**Supplied passage**.
>>>>
LAWYER LIMELIGHT: David Carroll
Photo provided by NLADA

Public defenders are underpaid and facing huge case overloads. Defendants are falling through the cracks. And the government has cut public defender funding. David Carroll, the director of research for the National Legal Aid and Defenders Association, discusses the problems of huge caseloads, inadequate representation and what can and should be done to protect the accused and improve the system. As Carroll notes, our justice system is based on an adversarial process, and an overwhelmed public defender system invariably compromises its effectiveness and the ability of defendants to receive adequate representation as guaranteed by the Constitution.

Lawdragon: What are the major problems with the public defender system and how it currently works?

David Carroll: An adequate indigent defense program must have binding workload standards for the system to function because public defenders do not generate their own work. [Their] workload is determined ... by other governmental agencies and is beyond the control of the indigent defense providers. As opposed to district attorneys, who can control their own caseload by dismissing marginal cases, diverting cases out of the formal criminal justice setting, or offering better plea deals, public defense attorneys are assigned their caseload by the court and are ethically bound to provide the same uniform-level of service to each of their clients.

Restricting the number of cases an attorney can reasonably handle has benefits beyond the impact on an individual client's life. The overwhelming percentage of criminal cases in this country requires public defenders. More than 80% of people charged with crimes are deemed too poor to afford lawyers. The failure to adequately control workload will result in too few lawyers handling too many cases in almost every criminal court jurisdiction -- leading to a burgeoning backlog of unresolved cases.

The growing backlog means that people waiting for their day in court fill local jails at taxpayers' expense. Forcing public defenders to handle too many cases often leads to lapses in necessary legal preparations, resulting in endless appeals -- delaying justice for victims and defendants alike - and ever-increasing criminal justice expenditures. And, when an innocent person is sent to jail as a result of public defenders not having the time, tools or training to effectively advocate for their clients, the true perpetrator of the crime remains free to victimize others and put public safety in jeopardy.

LD: What needs to be done to address these problems and shortcomings?

DC: The American Bar Association's Ten Principles of a Public Defense Delivery System states unequivocally that defense counsel's workload must be "controlled to permit the rendering of quality representation" and that "counsel is obligated to decline appointments" when caseload limitations are breached. In May 2006, the ABA's Standing Committee on Ethics and Professional Responsibility further reinforced this imperative with its Formal Opinion 06-441, observing that: "[a]ll lawyers, including public defenders, have an ethical obligation to control their workloads so that every matter they undertake will be handled competently and diligently."
<<<<
**Entries**.
>>>>
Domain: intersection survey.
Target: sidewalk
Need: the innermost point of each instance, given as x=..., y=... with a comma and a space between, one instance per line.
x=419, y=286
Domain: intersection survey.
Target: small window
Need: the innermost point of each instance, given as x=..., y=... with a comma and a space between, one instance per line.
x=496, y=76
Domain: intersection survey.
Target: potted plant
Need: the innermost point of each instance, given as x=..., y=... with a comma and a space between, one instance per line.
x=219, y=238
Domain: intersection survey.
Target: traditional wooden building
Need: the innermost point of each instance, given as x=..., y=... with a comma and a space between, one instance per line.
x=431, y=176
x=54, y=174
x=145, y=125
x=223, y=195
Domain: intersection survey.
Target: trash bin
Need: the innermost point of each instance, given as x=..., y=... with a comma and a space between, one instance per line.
<<<<
**Aim of the task**. Reproduce the part of the public defender interview starting at "Restricting the number" and ending at "of unresolved cases.".

**The completed task**.
Restricting the number of cases an attorney can reasonably handle has benefits beyond the impact on an individual client's life. The overwhelming percentage of criminal cases in this country requires public defenders. More than 80% of people charged with crimes are deemed too poor to afford lawyers. The failure to adequately control workload will result in too few lawyers handling too many cases in almost every criminal court jurisdiction -- leading to a burgeoning backlog of unresolved cases.